WRITTEN INSTRUCTION: With the images removed, repeat the data below exactly.

(Point annotation dataset records)
***
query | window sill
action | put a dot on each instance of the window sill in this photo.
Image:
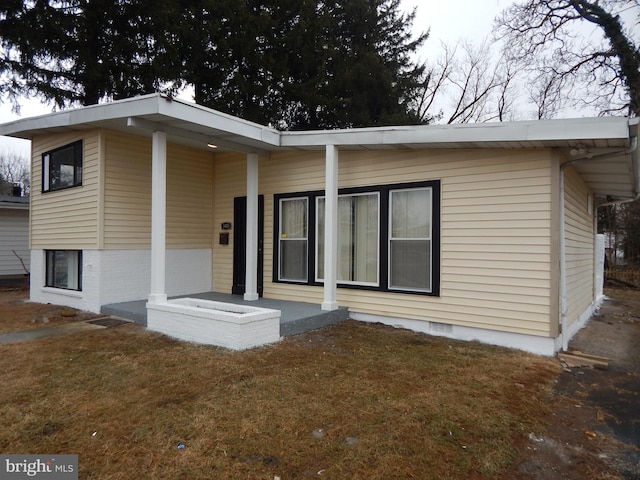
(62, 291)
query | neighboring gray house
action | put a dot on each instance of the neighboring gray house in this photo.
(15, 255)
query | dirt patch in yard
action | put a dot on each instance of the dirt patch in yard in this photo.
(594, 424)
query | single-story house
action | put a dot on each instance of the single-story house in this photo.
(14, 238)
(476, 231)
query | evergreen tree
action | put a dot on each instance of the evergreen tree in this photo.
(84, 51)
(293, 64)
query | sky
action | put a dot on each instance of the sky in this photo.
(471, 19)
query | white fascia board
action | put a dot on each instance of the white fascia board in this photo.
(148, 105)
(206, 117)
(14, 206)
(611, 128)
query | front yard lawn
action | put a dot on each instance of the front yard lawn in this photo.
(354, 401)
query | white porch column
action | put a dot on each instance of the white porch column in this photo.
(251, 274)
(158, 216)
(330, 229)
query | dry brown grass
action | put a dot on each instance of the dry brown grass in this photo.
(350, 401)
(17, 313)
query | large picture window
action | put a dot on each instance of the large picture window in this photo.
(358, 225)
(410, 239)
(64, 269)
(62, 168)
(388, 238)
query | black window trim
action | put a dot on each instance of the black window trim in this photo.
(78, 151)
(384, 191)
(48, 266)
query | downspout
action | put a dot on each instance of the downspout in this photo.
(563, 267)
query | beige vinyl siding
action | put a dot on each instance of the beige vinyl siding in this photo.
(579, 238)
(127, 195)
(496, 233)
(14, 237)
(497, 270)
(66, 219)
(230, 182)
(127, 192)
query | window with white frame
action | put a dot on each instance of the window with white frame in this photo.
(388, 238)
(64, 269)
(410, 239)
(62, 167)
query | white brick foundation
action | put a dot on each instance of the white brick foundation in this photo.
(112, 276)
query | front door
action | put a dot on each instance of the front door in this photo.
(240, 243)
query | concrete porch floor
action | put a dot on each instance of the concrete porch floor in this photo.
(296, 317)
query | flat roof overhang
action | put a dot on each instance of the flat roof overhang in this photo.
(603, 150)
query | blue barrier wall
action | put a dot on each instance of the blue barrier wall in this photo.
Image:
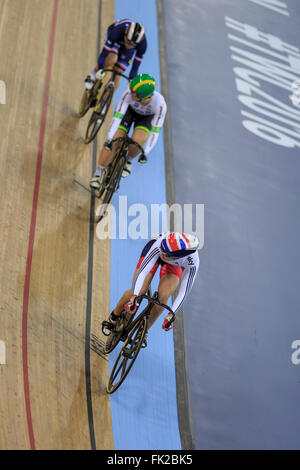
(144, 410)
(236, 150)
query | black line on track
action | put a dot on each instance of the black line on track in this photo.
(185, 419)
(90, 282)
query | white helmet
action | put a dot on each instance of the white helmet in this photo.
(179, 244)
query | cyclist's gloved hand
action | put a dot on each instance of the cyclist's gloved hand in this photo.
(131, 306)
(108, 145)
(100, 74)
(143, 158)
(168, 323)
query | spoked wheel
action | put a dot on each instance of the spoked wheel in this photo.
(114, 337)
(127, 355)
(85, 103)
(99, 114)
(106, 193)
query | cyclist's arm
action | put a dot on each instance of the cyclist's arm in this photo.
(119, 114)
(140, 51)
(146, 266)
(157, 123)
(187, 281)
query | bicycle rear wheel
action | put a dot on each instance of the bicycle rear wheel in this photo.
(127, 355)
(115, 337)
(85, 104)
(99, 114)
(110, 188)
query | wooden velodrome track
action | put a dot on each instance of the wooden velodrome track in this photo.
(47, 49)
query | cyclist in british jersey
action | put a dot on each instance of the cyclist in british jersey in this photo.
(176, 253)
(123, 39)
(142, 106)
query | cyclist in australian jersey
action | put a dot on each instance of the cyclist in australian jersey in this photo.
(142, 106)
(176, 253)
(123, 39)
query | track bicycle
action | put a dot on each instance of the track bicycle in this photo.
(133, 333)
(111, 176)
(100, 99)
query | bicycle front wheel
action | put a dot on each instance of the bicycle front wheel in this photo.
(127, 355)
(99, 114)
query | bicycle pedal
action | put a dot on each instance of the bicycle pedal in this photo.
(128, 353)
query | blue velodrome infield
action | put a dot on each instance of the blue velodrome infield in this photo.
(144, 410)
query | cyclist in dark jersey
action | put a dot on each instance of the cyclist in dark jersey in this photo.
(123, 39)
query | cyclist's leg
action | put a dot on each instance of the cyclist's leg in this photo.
***
COMPLETE OUTPUT:
query | window sill
action | put a dot on each instance of the window sill in this photo.
Image:
(62, 291)
query | neighboring gray house
action | put a dot on each instance of the neighboring gray house in this photo.
(15, 255)
query | dirt patch in yard
action | put a dot on each instance of the dirt patch in yard in this photo.
(594, 424)
query | single-story house
action | put a dot on each instance of the single-story house in this photo.
(14, 238)
(476, 231)
query | evergreen tree
action | put a dot on each instance of the evergreen tree in this photo.
(84, 51)
(293, 64)
query | sky
action | put a dot on each instance of the sky in this photo.
(471, 19)
query | white fascia board
action | put a dot on each instance of the white fascia board in this photo.
(148, 105)
(206, 117)
(14, 206)
(611, 128)
query | front yard lawn
action | put a dot on each instance of the front yard lawn in this photo.
(354, 401)
query | white porch column
action | put a dot on each instance of the white porch column in this photo.
(251, 274)
(158, 216)
(330, 229)
query | dry brown grass
action | put a dot on each instance of the dry brown grass in this photo.
(350, 401)
(17, 313)
query | large picture window
action | put a dot on each instance of the large picture window in this photo.
(358, 225)
(410, 239)
(64, 269)
(62, 168)
(388, 238)
query | black window trim
action | put a dot on each instance of the black window trim in this photo.
(78, 151)
(384, 191)
(48, 266)
query | downspout
action | put a dot on each instance of the downspout in this photo.
(563, 267)
query | beige vinyl siding
action | put a dot on each instance of the beige vinyl siding in this photo.
(579, 238)
(127, 195)
(496, 233)
(14, 237)
(497, 270)
(66, 219)
(230, 182)
(127, 192)
query | window with white frame
action | put a dot on each instance of the window with white frame in this photo.
(388, 238)
(64, 269)
(410, 239)
(62, 167)
query | white brick foundation
action | put a dot on each instance of the white brick foundation in this photo.
(112, 276)
query | front door
action | put a dot on each instance of the front door in this photo.
(240, 243)
query | concrete porch floor
action | put a dot on each instance of the concrete porch floor in this photo.
(296, 317)
query | flat roof overhang
action | put a dot on each instance of the flat roof overhang in this photo.
(603, 150)
query | blue barrier wall
action | put a dot on each instance of the blue barrier wall in this photo.
Image:
(144, 410)
(236, 150)
query | black line on track
action | put a dot on each instance of the black line on track in this photo.
(185, 419)
(90, 282)
query | white helmet
action | put a dot on each instance of the white helmet in this photo.
(179, 244)
query | cyclist's gloved hand
action | put a dot on each instance of the cyclist's gloved hand in this photo.
(131, 306)
(108, 145)
(100, 74)
(143, 158)
(168, 323)
query | spoked wheel
action | put a dot on each instance of the spoked wheel in this photo.
(114, 337)
(127, 355)
(85, 103)
(99, 114)
(106, 193)
query | cyclist's arm
action | put a dot on each instance of the cyclist's arm in this photo.
(119, 114)
(140, 51)
(146, 266)
(157, 123)
(187, 281)
query | bicycle rear wheel
action | put a dot on each instance of the bicycle rear wheel in this photo.
(127, 355)
(115, 337)
(85, 104)
(99, 114)
(110, 188)
query | wooden velodrome track
action | put a dot on each instance of the wooden velodrome track in this photo.
(47, 49)
query | cyclist in british jersey
action | put a dot on each instance of the cyclist in british jersey in this photo.
(176, 253)
(123, 39)
(142, 106)
query | cyclist in australian jersey
action | put a dot on each instance of the cyclist in australian jersey in this photo.
(142, 106)
(176, 253)
(123, 39)
query | track bicycle
action | put a dot on each instance of the track bicycle in this photo.
(133, 333)
(111, 176)
(100, 99)
query | bicycle front wheel
action | put a dot on each instance of the bicycle front wheel in this photo.
(127, 355)
(99, 114)
query | bicycle pedal
action | put a dot on each instance of the bicycle pedal in this photo.
(128, 353)
query | blue velodrome infield
action | put a dot on each instance of the blue velodrome infield in this photo.
(144, 410)
query | cyclist in dark jersey
action | put a dot on each instance of the cyclist in dark jersey in this photo.
(123, 39)
query | cyclist's leg
action | put a dot on each instance of the cyclist's leg in this photo.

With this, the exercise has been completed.